--- Start RECORDS SUPPLIED ---
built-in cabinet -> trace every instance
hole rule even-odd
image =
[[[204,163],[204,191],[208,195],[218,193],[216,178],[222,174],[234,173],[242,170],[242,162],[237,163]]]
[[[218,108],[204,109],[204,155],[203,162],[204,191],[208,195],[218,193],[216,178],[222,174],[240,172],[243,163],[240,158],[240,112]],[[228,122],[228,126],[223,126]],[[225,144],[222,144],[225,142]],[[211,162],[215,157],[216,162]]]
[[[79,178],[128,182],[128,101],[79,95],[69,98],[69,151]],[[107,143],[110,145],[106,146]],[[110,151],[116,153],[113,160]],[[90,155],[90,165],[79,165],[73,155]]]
--- End RECORDS SUPPLIED ---
--- Start RECORDS SUPPLIED ---
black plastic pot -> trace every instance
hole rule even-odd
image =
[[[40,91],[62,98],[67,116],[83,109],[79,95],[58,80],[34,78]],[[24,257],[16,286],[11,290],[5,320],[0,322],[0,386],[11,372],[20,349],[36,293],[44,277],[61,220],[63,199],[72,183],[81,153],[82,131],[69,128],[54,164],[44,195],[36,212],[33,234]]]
--- End RECORDS SUPPLIED ---
--- Start RECORDS SUPPLIED ---
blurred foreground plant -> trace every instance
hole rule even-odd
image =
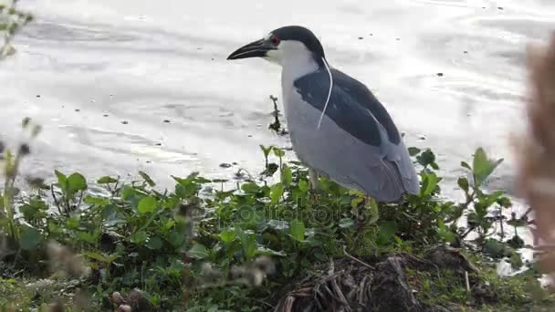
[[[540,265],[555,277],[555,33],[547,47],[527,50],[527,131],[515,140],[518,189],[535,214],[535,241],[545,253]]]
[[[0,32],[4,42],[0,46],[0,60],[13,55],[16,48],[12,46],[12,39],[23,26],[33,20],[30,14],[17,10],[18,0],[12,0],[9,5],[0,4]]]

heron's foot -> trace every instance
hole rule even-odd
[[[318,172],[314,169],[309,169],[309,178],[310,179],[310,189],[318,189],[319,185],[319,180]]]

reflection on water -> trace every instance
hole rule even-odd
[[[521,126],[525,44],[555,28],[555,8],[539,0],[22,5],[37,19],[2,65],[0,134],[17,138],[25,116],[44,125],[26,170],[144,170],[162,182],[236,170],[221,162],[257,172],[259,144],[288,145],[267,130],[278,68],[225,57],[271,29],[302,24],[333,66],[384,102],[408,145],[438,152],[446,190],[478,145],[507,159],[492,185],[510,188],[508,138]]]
--- End RECORDS SUPPLIED ---
* **TASK TO CARRY OUT**:
Copy out each line of the entries above that contains the word "instance".

* **SOLVED PROBLEM**:
built-in cabinet -> trace every instance
black plastic pot -> trace every instance
blurred foreground plant -> trace every instance
heron's foot -> trace every instance
reflection on water -> trace every instance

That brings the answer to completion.